All of the records must be set down again word for word.

DATA SUPPLIED:
■ ■ ■ ■ ■

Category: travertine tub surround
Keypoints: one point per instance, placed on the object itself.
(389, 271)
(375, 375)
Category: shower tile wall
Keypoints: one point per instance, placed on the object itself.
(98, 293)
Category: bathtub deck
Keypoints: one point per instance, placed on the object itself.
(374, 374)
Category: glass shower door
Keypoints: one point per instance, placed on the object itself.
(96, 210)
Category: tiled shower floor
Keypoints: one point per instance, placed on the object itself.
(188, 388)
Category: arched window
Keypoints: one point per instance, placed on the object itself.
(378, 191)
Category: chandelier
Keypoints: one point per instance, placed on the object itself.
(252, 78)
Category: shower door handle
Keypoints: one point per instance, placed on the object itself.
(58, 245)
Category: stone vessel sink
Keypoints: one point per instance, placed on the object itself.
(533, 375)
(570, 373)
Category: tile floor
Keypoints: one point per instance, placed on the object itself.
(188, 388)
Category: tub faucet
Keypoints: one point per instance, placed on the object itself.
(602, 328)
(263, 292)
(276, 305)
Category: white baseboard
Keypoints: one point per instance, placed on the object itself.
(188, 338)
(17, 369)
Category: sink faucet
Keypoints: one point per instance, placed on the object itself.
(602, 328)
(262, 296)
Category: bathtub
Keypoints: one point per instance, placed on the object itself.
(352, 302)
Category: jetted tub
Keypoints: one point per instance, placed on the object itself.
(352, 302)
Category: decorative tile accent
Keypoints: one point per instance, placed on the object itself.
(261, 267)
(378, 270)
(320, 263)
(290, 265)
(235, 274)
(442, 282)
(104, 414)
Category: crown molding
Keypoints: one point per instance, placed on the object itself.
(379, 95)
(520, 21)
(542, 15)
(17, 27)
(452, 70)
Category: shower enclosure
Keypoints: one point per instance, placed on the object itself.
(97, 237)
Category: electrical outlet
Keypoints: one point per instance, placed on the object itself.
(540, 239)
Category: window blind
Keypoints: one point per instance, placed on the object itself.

■ ■ ■ ■ ■

ANSWER SPACE:
Category: travertine tub surround
Keypoints: one point per instance, placed on the object itself.
(389, 271)
(375, 375)
Category: shower tile wall
Keypoints: one point per instance, placed on the object itself.
(98, 293)
Category: bathtub deck
Keypoints: one point per instance, placed on the object itself.
(374, 374)
Category: glass shower door
Keypoints: one point per instance, placed on the object itself.
(96, 210)
Category: tiled shower floor
Keypoints: one point per instance, placed on the object itself.
(188, 388)
Category: arched window
Keypoints: one point per instance, placed on the object itself.
(378, 191)
Category: chandelier
Keypoints: one point per instance, placed on the object itself.
(252, 78)
Category: shower door handle
Keypoints: one point per instance, placed on the object itself.
(58, 245)
Category: stone vessel sink
Keypoints: one point per instance, placed on the object itself.
(533, 375)
(570, 373)
Category: tile floor
Keypoints: one point per instance, placed on the object itself.
(188, 388)
Category: tub faucet
Keypoints: one point per instance, placed on the object itself.
(602, 328)
(263, 292)
(276, 305)
Category: white baseboard
Keypoints: one point per instance, placed on the object itself.
(188, 338)
(17, 369)
Category: sink faucet
Keypoints: one point per instance, placed on the object itself.
(602, 328)
(262, 296)
Category: bathtub
Keypoints: one point per instance, placed on the object itself.
(352, 302)
Category: jetted tub
Keypoints: one point per instance, placed on the object itself.
(352, 302)
Category: decorative tile accent
Keypoints: one point per instance, placed on the object itself.
(261, 267)
(378, 270)
(320, 263)
(290, 265)
(235, 274)
(442, 282)
(104, 414)
Category: crown molding
Keypoints: one point per instance, placed on the object itself.
(379, 95)
(520, 21)
(542, 15)
(17, 27)
(452, 70)
Category: shower enclosure
Keypoints: one point per instance, placed on the object itself.
(97, 237)
Category: electrical outlet
Keypoints: one point per instance, placed on the object itself.
(540, 239)
Category: window blind
Keypoints: one point per instance, placed on the object itself.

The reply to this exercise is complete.